**Supplied information:**
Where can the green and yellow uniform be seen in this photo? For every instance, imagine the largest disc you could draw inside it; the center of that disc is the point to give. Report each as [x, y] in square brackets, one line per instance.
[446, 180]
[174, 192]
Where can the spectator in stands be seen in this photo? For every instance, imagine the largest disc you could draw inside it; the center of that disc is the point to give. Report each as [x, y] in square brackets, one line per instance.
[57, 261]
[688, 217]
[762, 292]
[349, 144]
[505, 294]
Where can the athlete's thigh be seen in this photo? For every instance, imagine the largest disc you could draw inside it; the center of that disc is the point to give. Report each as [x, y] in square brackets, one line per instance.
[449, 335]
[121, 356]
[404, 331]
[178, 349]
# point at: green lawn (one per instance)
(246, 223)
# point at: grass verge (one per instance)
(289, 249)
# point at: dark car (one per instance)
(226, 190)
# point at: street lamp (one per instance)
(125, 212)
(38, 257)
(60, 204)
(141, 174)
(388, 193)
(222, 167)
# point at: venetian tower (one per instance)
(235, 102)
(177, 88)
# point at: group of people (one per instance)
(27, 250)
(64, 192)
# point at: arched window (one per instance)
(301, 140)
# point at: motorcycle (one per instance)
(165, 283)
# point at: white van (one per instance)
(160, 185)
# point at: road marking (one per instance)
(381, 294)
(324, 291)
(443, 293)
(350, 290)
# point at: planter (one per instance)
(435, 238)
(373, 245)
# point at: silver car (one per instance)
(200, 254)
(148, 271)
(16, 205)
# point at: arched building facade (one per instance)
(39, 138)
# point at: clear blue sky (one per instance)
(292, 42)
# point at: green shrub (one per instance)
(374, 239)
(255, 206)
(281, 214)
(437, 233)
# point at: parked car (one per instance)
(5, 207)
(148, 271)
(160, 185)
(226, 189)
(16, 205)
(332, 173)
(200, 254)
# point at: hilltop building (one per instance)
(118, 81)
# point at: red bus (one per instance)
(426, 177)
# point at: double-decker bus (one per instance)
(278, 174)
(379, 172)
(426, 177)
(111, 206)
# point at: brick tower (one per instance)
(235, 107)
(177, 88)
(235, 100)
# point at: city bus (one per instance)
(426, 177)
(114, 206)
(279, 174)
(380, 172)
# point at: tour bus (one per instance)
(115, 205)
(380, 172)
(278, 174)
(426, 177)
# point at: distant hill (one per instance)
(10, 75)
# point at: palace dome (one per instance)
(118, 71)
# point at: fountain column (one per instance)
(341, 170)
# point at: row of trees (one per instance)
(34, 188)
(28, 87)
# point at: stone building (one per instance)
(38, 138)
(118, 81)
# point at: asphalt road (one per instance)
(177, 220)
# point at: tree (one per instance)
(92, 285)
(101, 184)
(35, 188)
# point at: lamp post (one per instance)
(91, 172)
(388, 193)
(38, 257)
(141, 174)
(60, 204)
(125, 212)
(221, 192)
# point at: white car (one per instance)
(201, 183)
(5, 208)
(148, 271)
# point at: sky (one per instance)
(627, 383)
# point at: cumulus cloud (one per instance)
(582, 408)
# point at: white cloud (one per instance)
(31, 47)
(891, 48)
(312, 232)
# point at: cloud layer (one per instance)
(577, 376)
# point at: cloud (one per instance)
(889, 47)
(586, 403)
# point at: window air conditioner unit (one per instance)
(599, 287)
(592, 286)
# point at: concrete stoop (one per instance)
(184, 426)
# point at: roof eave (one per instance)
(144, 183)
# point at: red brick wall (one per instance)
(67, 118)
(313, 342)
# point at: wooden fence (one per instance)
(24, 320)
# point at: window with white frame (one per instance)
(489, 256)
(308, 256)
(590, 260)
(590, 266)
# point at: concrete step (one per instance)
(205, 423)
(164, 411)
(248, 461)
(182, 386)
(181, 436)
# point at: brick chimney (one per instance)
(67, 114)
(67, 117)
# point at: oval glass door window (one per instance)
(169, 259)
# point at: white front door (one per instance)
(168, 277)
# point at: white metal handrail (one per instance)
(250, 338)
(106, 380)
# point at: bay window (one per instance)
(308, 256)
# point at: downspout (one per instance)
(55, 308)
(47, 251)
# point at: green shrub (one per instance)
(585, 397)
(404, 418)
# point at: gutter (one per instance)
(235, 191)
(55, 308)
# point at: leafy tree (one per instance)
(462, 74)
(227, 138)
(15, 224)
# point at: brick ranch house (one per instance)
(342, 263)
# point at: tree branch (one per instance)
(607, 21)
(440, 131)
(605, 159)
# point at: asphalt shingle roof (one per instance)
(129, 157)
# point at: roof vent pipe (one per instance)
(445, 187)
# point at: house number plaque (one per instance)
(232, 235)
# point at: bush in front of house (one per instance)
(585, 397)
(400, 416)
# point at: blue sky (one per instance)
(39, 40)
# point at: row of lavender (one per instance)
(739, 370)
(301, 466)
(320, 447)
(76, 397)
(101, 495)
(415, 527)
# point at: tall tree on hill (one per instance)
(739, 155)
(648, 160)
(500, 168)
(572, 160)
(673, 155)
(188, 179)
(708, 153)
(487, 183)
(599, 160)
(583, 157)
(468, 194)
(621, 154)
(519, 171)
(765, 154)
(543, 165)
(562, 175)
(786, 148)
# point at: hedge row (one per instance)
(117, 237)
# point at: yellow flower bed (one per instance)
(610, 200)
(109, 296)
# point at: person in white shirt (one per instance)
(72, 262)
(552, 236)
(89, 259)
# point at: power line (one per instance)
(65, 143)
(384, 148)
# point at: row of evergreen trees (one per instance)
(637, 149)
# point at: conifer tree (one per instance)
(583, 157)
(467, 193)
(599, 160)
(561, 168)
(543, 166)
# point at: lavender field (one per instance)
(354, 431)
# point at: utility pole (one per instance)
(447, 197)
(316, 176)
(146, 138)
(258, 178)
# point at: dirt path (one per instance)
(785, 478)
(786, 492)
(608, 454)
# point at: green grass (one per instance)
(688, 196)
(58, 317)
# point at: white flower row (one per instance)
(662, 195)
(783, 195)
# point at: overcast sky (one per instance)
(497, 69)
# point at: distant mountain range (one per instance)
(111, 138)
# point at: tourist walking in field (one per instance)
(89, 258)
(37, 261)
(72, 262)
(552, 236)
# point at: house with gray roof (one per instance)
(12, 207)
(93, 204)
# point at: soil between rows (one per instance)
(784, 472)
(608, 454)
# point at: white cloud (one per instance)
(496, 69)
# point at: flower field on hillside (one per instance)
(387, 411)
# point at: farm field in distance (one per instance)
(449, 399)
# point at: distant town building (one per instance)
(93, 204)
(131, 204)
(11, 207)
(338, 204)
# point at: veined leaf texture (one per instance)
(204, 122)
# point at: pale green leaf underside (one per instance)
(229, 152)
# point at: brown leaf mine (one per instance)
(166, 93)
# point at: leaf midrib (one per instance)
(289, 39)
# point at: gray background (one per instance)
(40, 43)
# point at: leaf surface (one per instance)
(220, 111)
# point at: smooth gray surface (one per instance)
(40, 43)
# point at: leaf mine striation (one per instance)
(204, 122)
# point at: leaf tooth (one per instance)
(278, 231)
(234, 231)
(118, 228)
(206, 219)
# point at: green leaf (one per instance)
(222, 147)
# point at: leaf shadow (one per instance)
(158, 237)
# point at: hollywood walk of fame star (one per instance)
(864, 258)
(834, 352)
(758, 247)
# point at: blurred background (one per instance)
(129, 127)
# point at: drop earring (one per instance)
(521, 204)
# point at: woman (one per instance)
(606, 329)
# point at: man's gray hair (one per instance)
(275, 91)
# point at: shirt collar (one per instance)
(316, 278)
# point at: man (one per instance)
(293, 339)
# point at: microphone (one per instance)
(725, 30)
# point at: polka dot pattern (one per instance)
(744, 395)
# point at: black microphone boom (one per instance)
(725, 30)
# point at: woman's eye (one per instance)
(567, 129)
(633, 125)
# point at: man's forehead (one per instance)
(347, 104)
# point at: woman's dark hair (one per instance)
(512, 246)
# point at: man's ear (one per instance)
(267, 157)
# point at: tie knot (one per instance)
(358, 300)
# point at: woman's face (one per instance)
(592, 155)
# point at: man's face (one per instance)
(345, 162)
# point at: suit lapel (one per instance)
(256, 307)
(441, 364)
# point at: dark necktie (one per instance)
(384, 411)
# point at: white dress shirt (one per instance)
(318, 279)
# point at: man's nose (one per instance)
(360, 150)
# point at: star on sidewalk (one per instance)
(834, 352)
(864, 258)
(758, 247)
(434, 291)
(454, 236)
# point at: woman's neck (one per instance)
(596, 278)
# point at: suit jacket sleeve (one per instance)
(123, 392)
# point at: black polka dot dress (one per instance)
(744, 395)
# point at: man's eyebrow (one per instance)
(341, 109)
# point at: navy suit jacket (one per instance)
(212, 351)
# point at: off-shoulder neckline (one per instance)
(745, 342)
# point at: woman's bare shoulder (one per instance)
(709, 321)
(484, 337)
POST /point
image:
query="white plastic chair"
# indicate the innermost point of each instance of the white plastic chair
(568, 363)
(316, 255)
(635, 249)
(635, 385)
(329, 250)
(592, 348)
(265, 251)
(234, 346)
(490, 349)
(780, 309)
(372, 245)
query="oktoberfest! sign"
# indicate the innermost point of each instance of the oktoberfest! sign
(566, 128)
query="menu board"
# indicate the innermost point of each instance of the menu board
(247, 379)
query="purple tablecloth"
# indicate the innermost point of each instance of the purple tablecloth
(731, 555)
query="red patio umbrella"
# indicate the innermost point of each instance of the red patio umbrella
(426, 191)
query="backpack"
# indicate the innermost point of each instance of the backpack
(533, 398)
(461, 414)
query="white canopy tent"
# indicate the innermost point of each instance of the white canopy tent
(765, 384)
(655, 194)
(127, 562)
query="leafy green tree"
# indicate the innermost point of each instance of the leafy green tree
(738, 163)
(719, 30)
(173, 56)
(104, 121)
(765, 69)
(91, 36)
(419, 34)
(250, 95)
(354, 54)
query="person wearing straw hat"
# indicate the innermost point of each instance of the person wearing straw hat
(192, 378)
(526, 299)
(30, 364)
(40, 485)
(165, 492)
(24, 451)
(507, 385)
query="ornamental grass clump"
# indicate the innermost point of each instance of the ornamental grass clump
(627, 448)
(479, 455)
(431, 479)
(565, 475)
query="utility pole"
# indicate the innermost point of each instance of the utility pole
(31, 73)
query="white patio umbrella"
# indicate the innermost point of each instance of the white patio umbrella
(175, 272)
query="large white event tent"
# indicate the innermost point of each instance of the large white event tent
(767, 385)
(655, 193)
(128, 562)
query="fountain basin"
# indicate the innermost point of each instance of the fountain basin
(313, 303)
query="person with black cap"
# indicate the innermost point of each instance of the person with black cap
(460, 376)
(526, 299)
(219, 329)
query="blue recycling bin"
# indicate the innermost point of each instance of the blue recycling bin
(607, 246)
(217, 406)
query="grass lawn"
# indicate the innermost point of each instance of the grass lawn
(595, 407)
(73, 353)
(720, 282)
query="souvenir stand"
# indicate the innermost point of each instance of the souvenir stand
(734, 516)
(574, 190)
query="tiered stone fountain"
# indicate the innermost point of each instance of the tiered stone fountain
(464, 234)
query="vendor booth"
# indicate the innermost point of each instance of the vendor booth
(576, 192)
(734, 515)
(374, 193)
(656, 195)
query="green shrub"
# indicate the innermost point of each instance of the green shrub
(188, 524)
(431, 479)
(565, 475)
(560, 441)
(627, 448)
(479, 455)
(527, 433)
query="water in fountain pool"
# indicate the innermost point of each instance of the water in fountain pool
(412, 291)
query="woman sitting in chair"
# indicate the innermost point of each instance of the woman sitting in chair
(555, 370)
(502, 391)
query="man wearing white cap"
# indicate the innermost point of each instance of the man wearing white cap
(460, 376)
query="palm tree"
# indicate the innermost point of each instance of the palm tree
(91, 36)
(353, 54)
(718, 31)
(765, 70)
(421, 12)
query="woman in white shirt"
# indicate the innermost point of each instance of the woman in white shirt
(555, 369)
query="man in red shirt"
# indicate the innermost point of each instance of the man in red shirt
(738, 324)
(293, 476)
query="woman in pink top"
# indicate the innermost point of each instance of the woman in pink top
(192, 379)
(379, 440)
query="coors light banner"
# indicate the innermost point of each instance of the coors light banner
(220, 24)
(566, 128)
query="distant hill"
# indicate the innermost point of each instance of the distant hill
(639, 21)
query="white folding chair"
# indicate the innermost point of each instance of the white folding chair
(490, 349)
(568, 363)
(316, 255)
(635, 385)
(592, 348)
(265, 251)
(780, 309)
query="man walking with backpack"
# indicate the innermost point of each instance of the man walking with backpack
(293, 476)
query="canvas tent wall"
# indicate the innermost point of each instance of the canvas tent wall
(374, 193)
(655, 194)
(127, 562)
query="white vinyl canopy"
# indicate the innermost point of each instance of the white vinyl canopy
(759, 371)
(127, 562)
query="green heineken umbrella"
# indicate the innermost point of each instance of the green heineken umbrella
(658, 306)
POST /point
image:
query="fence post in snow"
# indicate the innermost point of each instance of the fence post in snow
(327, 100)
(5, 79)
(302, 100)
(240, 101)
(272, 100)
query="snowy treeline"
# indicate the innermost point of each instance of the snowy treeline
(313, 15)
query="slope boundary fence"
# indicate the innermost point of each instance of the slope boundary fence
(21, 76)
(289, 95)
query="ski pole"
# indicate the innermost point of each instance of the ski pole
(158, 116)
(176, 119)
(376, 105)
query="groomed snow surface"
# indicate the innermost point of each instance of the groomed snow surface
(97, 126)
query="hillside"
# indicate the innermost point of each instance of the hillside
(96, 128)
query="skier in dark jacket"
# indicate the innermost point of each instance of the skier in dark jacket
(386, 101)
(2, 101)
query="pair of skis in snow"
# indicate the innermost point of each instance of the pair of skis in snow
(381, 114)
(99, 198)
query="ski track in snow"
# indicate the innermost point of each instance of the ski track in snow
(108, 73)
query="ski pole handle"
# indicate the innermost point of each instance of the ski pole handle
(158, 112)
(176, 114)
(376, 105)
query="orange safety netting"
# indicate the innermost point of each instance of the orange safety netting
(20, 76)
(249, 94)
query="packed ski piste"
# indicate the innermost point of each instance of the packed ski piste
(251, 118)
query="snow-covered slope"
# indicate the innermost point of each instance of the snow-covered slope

**What is expected:** Examine the records above and state the number of lines that include "covered", with no further text.

**Solved exercise:** 2